Исходный текст:
· · · · · · ·

А что с судом Ленчевского в июне 1983? Флегон извернулся, не явился — и с опозданием узнал Ленчевский (вымотка нервов, ведь как он готовился), в чём именно состояло перед тем декабрьское решение Мастера: пока Флегон пересоставляет первоначальный иск — весь судебный ход останавливается без ограничения сроков! — хоть десять лет, раз истец не готов к суду! — таков у британского суда неизменный перевес симпатий в пользу истца. Но за это время я пригласил Ленчевского сходить к нескольким юристам, и те убедили его: ходатайствовать об аннулировании флегонского иска за отсутствием состава обвинения. И потом было решение суда: аннулировать. И снова был протест от Флегона. И постановили: восстановить действие иска! Судебный марафон потянулся ещё на новые годы.

· · · · · · ·

Показанные материалы:
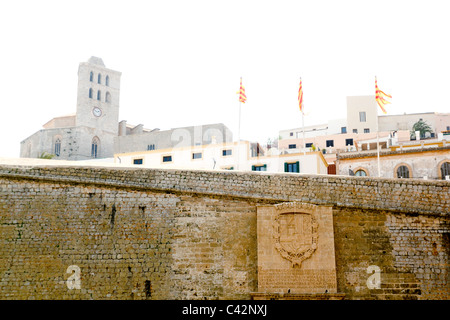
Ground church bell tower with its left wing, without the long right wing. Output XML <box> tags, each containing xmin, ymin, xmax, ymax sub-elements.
<box><xmin>20</xmin><ymin>57</ymin><xmax>122</xmax><ymax>160</ymax></box>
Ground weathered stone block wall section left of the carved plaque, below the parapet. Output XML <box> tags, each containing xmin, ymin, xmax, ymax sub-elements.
<box><xmin>0</xmin><ymin>175</ymin><xmax>256</xmax><ymax>299</ymax></box>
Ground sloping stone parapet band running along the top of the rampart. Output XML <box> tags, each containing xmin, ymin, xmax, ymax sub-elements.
<box><xmin>0</xmin><ymin>165</ymin><xmax>450</xmax><ymax>216</ymax></box>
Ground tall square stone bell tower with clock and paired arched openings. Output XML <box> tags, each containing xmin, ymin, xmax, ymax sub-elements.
<box><xmin>75</xmin><ymin>57</ymin><xmax>122</xmax><ymax>135</ymax></box>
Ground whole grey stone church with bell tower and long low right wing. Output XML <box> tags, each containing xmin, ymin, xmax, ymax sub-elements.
<box><xmin>20</xmin><ymin>57</ymin><xmax>232</xmax><ymax>160</ymax></box>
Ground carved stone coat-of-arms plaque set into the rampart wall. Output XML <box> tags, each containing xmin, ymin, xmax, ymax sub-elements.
<box><xmin>253</xmin><ymin>202</ymin><xmax>337</xmax><ymax>294</ymax></box>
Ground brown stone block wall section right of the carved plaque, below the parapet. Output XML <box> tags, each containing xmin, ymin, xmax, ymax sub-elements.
<box><xmin>333</xmin><ymin>207</ymin><xmax>450</xmax><ymax>300</ymax></box>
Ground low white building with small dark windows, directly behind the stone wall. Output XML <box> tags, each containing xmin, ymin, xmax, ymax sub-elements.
<box><xmin>114</xmin><ymin>141</ymin><xmax>328</xmax><ymax>174</ymax></box>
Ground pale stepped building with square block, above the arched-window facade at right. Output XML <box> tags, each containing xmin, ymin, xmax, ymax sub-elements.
<box><xmin>278</xmin><ymin>96</ymin><xmax>450</xmax><ymax>164</ymax></box>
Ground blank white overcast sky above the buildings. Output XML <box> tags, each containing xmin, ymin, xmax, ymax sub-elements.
<box><xmin>0</xmin><ymin>0</ymin><xmax>450</xmax><ymax>157</ymax></box>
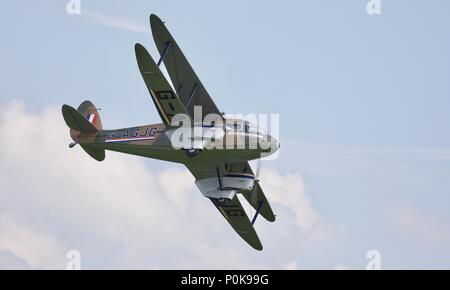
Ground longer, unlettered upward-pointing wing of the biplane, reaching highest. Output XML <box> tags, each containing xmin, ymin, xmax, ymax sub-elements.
<box><xmin>150</xmin><ymin>14</ymin><xmax>220</xmax><ymax>120</ymax></box>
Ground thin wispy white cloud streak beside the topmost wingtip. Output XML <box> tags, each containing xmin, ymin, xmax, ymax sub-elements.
<box><xmin>81</xmin><ymin>10</ymin><xmax>150</xmax><ymax>34</ymax></box>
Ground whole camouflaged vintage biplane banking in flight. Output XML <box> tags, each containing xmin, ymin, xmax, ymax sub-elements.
<box><xmin>62</xmin><ymin>15</ymin><xmax>279</xmax><ymax>250</ymax></box>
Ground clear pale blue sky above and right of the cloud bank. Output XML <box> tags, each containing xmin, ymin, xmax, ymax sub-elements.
<box><xmin>0</xmin><ymin>0</ymin><xmax>450</xmax><ymax>268</ymax></box>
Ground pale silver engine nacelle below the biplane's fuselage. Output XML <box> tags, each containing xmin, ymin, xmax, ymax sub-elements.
<box><xmin>195</xmin><ymin>173</ymin><xmax>255</xmax><ymax>199</ymax></box>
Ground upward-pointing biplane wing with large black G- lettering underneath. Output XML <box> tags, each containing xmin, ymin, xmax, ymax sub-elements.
<box><xmin>135</xmin><ymin>44</ymin><xmax>189</xmax><ymax>127</ymax></box>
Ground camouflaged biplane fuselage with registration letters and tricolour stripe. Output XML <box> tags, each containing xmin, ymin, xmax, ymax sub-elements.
<box><xmin>71</xmin><ymin>123</ymin><xmax>279</xmax><ymax>164</ymax></box>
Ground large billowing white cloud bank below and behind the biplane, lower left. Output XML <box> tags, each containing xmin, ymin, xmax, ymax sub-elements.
<box><xmin>0</xmin><ymin>102</ymin><xmax>333</xmax><ymax>269</ymax></box>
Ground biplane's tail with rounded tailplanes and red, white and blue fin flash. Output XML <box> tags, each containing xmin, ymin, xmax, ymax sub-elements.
<box><xmin>62</xmin><ymin>101</ymin><xmax>105</xmax><ymax>161</ymax></box>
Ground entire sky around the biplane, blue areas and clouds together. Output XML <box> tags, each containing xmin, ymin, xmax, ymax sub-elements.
<box><xmin>0</xmin><ymin>0</ymin><xmax>450</xmax><ymax>269</ymax></box>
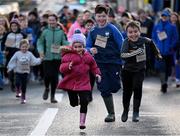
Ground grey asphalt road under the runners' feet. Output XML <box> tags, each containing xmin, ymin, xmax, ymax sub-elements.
<box><xmin>0</xmin><ymin>78</ymin><xmax>180</xmax><ymax>136</ymax></box>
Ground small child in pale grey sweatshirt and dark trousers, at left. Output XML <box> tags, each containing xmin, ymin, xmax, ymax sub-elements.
<box><xmin>7</xmin><ymin>39</ymin><xmax>42</xmax><ymax>104</ymax></box>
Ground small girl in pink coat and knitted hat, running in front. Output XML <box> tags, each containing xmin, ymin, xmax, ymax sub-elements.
<box><xmin>58</xmin><ymin>33</ymin><xmax>101</xmax><ymax>129</ymax></box>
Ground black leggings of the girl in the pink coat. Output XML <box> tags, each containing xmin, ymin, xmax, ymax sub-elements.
<box><xmin>67</xmin><ymin>90</ymin><xmax>90</xmax><ymax>113</ymax></box>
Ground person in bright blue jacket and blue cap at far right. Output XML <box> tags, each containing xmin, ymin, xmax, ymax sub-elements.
<box><xmin>152</xmin><ymin>10</ymin><xmax>178</xmax><ymax>93</ymax></box>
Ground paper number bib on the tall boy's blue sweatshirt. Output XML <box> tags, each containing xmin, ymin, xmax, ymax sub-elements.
<box><xmin>95</xmin><ymin>35</ymin><xmax>107</xmax><ymax>48</ymax></box>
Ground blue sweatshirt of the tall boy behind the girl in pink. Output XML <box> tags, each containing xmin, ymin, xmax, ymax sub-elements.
<box><xmin>86</xmin><ymin>24</ymin><xmax>124</xmax><ymax>64</ymax></box>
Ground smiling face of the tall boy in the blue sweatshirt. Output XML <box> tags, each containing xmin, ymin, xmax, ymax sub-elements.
<box><xmin>95</xmin><ymin>12</ymin><xmax>108</xmax><ymax>27</ymax></box>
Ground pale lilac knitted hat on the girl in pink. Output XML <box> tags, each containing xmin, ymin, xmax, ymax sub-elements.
<box><xmin>72</xmin><ymin>31</ymin><xmax>86</xmax><ymax>46</ymax></box>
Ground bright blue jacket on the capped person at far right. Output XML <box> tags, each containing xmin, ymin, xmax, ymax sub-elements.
<box><xmin>152</xmin><ymin>20</ymin><xmax>178</xmax><ymax>56</ymax></box>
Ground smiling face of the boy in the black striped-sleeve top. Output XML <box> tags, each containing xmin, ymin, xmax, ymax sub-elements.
<box><xmin>127</xmin><ymin>26</ymin><xmax>141</xmax><ymax>42</ymax></box>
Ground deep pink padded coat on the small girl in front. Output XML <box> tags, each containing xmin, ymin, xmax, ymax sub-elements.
<box><xmin>58</xmin><ymin>47</ymin><xmax>101</xmax><ymax>91</ymax></box>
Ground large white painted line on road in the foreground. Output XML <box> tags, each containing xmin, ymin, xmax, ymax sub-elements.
<box><xmin>30</xmin><ymin>108</ymin><xmax>58</xmax><ymax>136</ymax></box>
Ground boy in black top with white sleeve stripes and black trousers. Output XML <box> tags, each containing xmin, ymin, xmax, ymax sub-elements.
<box><xmin>121</xmin><ymin>21</ymin><xmax>162</xmax><ymax>122</ymax></box>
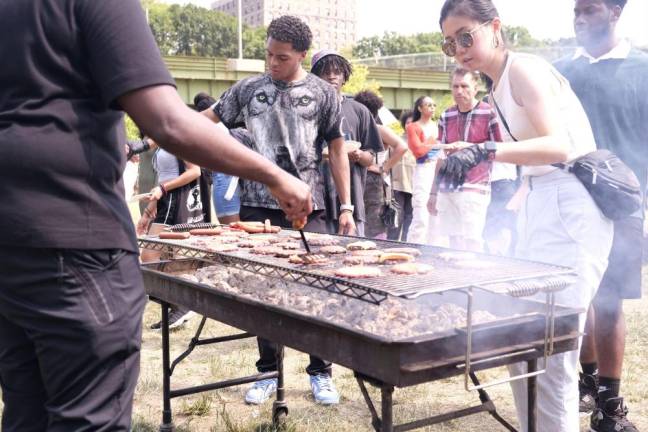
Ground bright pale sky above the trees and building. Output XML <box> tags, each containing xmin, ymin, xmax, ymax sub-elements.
<box><xmin>172</xmin><ymin>0</ymin><xmax>648</xmax><ymax>46</ymax></box>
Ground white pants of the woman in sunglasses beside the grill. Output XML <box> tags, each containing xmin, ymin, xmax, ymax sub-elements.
<box><xmin>509</xmin><ymin>171</ymin><xmax>612</xmax><ymax>432</ymax></box>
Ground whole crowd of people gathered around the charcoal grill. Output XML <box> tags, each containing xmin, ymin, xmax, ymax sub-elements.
<box><xmin>0</xmin><ymin>0</ymin><xmax>648</xmax><ymax>432</ymax></box>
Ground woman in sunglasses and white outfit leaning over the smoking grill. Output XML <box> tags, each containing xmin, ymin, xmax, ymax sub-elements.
<box><xmin>439</xmin><ymin>0</ymin><xmax>612</xmax><ymax>432</ymax></box>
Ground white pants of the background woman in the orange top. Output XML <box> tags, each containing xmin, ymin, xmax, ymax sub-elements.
<box><xmin>407</xmin><ymin>159</ymin><xmax>436</xmax><ymax>244</ymax></box>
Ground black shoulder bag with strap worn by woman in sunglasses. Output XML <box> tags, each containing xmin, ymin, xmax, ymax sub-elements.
<box><xmin>490</xmin><ymin>92</ymin><xmax>642</xmax><ymax>220</ymax></box>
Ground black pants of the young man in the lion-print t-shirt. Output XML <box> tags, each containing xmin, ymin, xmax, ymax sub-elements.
<box><xmin>240</xmin><ymin>206</ymin><xmax>332</xmax><ymax>375</ymax></box>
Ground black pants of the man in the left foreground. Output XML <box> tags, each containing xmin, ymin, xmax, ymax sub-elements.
<box><xmin>0</xmin><ymin>247</ymin><xmax>146</xmax><ymax>432</ymax></box>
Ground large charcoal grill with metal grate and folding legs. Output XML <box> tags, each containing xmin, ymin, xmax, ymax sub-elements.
<box><xmin>140</xmin><ymin>231</ymin><xmax>582</xmax><ymax>432</ymax></box>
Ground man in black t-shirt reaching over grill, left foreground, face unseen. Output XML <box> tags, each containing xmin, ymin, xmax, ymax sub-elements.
<box><xmin>0</xmin><ymin>0</ymin><xmax>311</xmax><ymax>432</ymax></box>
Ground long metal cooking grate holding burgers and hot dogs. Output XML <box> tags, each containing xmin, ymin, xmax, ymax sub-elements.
<box><xmin>139</xmin><ymin>230</ymin><xmax>574</xmax><ymax>304</ymax></box>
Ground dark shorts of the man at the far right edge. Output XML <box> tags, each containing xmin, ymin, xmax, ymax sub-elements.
<box><xmin>596</xmin><ymin>217</ymin><xmax>643</xmax><ymax>302</ymax></box>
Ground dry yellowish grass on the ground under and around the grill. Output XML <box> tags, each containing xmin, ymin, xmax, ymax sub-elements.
<box><xmin>0</xmin><ymin>267</ymin><xmax>648</xmax><ymax>432</ymax></box>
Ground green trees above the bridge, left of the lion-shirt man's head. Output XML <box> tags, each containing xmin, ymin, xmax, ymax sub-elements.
<box><xmin>141</xmin><ymin>0</ymin><xmax>266</xmax><ymax>59</ymax></box>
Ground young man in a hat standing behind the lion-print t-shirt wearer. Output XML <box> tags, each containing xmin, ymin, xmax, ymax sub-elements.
<box><xmin>311</xmin><ymin>50</ymin><xmax>383</xmax><ymax>237</ymax></box>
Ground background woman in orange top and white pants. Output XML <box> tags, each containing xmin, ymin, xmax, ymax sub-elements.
<box><xmin>405</xmin><ymin>96</ymin><xmax>439</xmax><ymax>243</ymax></box>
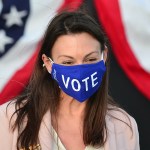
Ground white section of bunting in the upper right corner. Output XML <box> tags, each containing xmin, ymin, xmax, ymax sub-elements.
<box><xmin>119</xmin><ymin>0</ymin><xmax>150</xmax><ymax>73</ymax></box>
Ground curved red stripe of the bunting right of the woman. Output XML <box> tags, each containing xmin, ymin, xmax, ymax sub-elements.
<box><xmin>94</xmin><ymin>0</ymin><xmax>150</xmax><ymax>100</ymax></box>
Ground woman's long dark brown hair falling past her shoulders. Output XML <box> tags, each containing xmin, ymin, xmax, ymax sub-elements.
<box><xmin>10</xmin><ymin>11</ymin><xmax>122</xmax><ymax>149</ymax></box>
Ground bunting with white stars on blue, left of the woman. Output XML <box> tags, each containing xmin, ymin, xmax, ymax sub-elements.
<box><xmin>0</xmin><ymin>0</ymin><xmax>82</xmax><ymax>104</ymax></box>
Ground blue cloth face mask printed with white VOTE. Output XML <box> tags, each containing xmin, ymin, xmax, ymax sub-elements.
<box><xmin>51</xmin><ymin>53</ymin><xmax>106</xmax><ymax>102</ymax></box>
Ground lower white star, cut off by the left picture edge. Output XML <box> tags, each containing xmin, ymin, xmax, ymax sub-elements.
<box><xmin>0</xmin><ymin>30</ymin><xmax>14</xmax><ymax>53</ymax></box>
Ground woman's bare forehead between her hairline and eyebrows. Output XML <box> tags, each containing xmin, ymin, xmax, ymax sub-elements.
<box><xmin>52</xmin><ymin>32</ymin><xmax>100</xmax><ymax>57</ymax></box>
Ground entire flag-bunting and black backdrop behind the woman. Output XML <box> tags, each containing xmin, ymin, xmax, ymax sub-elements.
<box><xmin>0</xmin><ymin>0</ymin><xmax>150</xmax><ymax>150</ymax></box>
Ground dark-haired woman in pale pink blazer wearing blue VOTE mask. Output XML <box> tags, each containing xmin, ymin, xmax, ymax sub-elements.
<box><xmin>0</xmin><ymin>12</ymin><xmax>139</xmax><ymax>150</ymax></box>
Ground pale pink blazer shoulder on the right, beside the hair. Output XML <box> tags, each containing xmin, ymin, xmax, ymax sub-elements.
<box><xmin>106</xmin><ymin>108</ymin><xmax>139</xmax><ymax>150</ymax></box>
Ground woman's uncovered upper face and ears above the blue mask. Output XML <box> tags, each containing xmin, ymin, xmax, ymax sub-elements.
<box><xmin>42</xmin><ymin>32</ymin><xmax>107</xmax><ymax>71</ymax></box>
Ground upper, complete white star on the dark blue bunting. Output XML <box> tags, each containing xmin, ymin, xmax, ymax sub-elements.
<box><xmin>3</xmin><ymin>6</ymin><xmax>27</xmax><ymax>27</ymax></box>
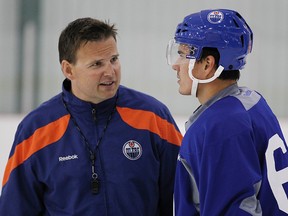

· · · · · · ·

Задание 1:
Ответьте на вопросы по отрывку о тяжбе Ленчевского с Флегоном:
(a) На какой месяц и год приходился суд Ленчевского?
(b) Что происходит с судебным ходом по декабрьскому решению Мастера, пока Флегон пересоставляет первоначальный иск?
(c) О чём юристы убедили Ленчевского ходатайствовать?
Задание 2: Напишите продолжение отрывка о тяжбе Ленчевского с Флегоном, начав сразу после его последнего предложения.

Ответ 1:
(a) На июнь 1983 года.
(b) Весь судебный ход останавливается без ограничения сроков.
(c) Об аннулировании флегонского иска за отсутствием состава обвинения.

Ответ 2:
Прилетели мы в Лондон (Темплтоновский фонд перенёс на сверхскоростном «Конкорде») незамеченными, но фамилия «Солженицын» на первых газетных страницах того дня была, — на этот раз не моя, а 12-летнего Ермолая. Перед самым нашим отъездом из дому он успел отличиться в собственной школе: их посетила дутая советская делегация (замглавред «Известий»), а Ермолай, уже втравленный в политику, задал им супротивный вопрос насчёт разоружения, да на отличном русском, какого они здесь не ждали. И сразу это подхватили американские корреспонденты, для них забава, — и даже, вот, в Англию перекинулось. Выпирает из Ермолая политическая страсть, тоже в меня? Ещё не знает, бедный, что это за трёпка, и сколько надо сил, и высшего сознания, и внутреннего устояния.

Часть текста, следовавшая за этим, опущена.